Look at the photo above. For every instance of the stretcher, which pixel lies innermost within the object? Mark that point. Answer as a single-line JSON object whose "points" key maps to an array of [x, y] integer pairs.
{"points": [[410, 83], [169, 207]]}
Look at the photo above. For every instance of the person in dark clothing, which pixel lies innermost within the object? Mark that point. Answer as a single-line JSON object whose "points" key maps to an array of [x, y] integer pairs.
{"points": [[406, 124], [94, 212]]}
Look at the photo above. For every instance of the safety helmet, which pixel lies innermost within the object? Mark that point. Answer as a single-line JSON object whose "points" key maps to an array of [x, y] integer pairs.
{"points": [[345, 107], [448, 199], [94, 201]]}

= = =

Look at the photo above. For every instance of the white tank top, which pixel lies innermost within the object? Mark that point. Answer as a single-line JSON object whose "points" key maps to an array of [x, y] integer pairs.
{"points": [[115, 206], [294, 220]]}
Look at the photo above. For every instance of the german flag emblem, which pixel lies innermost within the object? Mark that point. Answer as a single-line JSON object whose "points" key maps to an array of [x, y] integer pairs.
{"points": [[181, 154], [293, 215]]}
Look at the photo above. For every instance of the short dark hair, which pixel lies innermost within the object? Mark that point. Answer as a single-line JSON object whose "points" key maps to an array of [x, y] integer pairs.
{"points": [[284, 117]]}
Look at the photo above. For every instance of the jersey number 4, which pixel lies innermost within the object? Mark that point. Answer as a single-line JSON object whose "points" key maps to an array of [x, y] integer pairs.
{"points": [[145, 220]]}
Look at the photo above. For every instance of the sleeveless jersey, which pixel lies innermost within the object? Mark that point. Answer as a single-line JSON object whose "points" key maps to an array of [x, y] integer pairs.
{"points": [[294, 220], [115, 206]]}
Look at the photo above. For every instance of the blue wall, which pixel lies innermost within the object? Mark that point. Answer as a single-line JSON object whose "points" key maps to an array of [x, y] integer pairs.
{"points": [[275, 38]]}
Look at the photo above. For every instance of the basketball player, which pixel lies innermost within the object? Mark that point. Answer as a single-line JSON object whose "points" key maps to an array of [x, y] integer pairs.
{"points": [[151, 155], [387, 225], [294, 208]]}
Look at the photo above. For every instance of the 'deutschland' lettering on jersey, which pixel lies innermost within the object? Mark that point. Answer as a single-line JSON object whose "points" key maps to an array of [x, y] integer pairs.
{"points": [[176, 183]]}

= = =

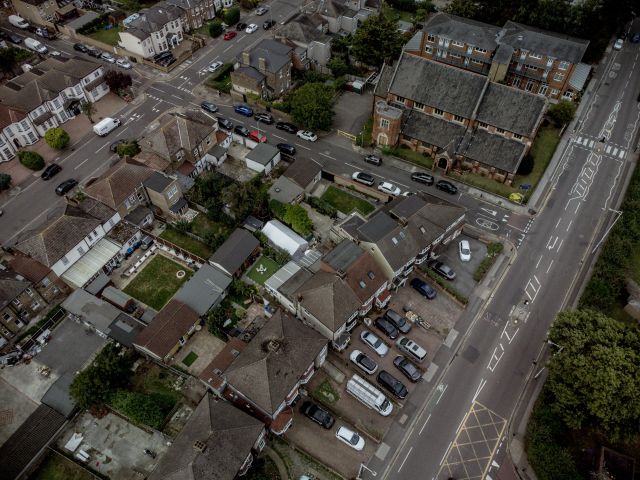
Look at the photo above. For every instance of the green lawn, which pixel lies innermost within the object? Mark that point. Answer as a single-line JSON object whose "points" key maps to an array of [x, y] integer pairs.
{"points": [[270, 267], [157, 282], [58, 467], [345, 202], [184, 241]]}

= = =

Exercise description: Pick out each line above that contains the word "wall" and copy it out in full. Case matters.

Written solution:
Look at the photo above. For every instance of the blue wall, which pixel lies innermost within the object? Mark that point. Answer as a single-line JSON object whose "points" key maps to an array of [x, y] integer pairs.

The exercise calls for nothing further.